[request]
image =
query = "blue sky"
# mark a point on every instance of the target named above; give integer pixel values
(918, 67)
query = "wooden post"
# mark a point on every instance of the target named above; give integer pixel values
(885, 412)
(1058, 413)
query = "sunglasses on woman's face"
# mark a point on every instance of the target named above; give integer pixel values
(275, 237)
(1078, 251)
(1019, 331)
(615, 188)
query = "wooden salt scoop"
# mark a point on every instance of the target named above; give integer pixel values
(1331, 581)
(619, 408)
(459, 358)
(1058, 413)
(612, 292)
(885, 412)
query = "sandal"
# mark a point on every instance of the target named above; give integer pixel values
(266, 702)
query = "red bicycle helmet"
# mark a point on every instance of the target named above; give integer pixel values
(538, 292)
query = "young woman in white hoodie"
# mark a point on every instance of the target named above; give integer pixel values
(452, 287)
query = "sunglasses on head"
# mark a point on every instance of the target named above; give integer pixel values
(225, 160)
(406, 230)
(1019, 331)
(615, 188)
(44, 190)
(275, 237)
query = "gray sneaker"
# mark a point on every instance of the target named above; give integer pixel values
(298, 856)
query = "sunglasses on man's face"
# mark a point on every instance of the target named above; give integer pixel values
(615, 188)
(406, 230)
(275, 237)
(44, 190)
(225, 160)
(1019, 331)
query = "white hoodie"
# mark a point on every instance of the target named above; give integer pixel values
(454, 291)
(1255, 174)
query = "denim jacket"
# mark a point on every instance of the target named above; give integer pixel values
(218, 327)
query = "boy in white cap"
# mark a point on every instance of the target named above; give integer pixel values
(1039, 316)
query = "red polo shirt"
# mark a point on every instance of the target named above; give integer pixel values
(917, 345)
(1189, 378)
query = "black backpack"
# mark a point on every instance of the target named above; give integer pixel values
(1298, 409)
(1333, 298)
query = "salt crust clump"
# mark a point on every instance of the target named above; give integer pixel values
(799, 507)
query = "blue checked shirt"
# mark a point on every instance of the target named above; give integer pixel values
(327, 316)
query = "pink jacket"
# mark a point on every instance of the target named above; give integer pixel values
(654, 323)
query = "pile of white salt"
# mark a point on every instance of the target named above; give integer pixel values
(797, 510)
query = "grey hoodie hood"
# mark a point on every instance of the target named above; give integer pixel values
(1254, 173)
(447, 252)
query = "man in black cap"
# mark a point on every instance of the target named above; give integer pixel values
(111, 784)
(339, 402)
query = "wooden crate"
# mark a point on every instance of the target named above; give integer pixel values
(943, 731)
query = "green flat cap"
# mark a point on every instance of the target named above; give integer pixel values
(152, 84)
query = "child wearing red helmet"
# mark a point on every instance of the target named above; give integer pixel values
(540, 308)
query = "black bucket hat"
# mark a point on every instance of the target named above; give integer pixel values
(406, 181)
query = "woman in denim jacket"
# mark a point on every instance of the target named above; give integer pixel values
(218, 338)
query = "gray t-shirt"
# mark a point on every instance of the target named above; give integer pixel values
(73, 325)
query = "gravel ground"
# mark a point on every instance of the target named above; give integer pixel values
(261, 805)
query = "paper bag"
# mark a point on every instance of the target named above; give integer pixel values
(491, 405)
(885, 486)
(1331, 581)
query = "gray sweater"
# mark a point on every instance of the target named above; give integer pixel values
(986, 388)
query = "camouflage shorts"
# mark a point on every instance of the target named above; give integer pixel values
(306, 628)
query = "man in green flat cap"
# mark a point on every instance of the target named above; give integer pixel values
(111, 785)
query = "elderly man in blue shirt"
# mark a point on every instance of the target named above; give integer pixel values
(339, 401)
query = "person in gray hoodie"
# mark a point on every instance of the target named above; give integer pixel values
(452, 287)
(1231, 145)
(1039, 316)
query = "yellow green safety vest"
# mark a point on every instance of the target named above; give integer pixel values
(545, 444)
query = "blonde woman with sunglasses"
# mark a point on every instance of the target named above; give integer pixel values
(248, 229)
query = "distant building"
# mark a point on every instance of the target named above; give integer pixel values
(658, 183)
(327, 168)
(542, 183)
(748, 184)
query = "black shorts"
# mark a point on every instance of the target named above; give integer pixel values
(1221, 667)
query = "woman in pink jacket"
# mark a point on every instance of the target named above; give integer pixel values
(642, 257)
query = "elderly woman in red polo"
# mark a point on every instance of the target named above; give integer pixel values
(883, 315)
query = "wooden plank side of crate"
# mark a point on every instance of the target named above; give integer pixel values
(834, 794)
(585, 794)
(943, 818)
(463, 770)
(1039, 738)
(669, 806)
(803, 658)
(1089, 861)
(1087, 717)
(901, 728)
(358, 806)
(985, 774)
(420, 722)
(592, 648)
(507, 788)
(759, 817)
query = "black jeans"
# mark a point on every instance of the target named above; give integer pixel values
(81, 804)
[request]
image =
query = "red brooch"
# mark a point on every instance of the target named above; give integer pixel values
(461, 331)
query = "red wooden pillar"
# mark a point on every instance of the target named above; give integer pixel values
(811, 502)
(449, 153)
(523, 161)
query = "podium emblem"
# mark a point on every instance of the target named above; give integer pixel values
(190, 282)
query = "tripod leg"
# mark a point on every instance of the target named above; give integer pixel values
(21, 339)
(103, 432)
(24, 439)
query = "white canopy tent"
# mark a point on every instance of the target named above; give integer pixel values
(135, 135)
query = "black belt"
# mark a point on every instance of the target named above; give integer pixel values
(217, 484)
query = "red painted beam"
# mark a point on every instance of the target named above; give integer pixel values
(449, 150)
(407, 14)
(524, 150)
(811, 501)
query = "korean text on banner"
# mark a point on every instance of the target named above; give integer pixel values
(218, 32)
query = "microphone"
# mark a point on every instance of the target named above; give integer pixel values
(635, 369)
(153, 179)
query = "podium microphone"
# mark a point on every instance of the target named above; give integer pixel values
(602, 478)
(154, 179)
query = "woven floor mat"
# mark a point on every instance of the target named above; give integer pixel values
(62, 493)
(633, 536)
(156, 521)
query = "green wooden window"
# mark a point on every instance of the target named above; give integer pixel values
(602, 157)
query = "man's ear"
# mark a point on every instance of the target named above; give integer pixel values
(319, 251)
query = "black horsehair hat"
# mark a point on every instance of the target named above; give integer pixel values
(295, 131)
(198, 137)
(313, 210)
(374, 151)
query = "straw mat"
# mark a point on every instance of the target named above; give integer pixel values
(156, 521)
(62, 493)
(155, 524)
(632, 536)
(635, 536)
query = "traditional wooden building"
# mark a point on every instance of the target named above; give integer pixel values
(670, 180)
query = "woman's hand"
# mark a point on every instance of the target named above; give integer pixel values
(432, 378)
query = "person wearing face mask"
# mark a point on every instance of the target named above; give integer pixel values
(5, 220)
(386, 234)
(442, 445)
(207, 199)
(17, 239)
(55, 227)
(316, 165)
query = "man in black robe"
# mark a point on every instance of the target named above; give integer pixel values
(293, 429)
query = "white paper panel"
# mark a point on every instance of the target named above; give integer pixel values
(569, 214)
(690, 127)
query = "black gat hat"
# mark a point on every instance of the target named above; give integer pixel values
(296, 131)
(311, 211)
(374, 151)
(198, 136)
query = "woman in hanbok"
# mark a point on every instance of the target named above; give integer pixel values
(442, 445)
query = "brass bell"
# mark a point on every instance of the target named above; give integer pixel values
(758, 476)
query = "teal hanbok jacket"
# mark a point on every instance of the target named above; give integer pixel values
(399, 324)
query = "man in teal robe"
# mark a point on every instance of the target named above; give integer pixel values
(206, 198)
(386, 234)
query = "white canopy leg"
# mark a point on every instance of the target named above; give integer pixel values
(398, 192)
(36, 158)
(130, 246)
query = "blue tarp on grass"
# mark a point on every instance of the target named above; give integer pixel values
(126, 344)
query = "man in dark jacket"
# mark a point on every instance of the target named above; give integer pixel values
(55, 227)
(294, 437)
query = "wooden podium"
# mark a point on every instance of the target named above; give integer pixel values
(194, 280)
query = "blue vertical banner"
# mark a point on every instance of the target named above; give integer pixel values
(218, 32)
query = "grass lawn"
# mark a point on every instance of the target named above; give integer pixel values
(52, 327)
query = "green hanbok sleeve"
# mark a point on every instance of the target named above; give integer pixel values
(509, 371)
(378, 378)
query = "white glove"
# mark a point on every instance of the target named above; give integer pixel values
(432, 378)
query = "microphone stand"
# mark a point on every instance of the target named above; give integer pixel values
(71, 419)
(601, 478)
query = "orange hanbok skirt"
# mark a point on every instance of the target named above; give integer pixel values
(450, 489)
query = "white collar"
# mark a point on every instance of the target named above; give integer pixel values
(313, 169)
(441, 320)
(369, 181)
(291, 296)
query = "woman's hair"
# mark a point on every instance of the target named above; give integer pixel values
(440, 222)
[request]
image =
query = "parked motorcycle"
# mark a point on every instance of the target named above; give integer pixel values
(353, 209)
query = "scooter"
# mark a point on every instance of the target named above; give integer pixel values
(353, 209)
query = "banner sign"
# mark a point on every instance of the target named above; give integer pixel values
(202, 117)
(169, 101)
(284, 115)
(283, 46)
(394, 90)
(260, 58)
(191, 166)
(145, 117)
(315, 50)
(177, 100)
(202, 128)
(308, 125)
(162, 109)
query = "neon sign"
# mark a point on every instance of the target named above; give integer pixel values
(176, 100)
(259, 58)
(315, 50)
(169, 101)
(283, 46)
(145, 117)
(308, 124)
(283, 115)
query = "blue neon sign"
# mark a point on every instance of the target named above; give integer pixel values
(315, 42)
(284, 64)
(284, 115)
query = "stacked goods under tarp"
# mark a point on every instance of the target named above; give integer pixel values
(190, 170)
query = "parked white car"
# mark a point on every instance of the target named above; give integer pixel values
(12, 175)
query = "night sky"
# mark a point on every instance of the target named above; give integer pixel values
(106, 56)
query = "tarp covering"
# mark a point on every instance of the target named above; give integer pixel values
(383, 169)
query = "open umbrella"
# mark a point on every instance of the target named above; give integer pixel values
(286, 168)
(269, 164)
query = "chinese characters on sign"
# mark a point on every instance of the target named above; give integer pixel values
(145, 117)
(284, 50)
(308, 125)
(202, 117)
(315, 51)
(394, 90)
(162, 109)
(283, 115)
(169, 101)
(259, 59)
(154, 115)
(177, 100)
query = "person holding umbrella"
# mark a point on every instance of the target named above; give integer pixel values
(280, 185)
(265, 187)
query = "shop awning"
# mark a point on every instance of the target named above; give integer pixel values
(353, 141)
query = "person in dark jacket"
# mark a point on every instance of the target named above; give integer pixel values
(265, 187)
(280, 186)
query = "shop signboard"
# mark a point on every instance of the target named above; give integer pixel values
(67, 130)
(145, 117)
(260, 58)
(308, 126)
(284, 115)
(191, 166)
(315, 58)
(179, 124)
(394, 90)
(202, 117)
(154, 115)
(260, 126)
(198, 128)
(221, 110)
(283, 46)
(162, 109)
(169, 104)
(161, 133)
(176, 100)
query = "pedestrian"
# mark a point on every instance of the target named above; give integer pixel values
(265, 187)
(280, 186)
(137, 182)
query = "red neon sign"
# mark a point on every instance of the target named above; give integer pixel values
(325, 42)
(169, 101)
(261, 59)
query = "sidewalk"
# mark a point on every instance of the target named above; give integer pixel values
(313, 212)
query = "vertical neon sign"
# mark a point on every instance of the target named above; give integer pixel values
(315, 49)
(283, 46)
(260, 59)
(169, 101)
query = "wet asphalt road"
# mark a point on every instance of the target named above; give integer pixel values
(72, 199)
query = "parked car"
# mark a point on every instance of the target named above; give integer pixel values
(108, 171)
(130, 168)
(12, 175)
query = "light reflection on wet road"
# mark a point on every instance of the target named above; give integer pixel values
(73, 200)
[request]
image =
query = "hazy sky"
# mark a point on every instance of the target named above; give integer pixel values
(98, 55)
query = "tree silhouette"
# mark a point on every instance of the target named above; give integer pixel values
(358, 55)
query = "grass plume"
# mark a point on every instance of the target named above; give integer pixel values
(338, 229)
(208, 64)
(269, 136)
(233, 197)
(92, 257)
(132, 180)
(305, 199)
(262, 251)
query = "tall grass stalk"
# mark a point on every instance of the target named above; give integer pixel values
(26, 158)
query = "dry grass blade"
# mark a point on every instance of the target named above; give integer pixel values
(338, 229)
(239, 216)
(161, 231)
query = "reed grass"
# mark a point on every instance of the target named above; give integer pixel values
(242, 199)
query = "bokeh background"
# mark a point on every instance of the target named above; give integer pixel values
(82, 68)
__________________________________________________
#### WHAT YOU WILL DO:
Select and copy every line of the listing with the word "face".

#### RESPONSE BOX:
query = "sunglasses on woman's face"
query = "sunglasses on man's face"
query = "person wearing face mask"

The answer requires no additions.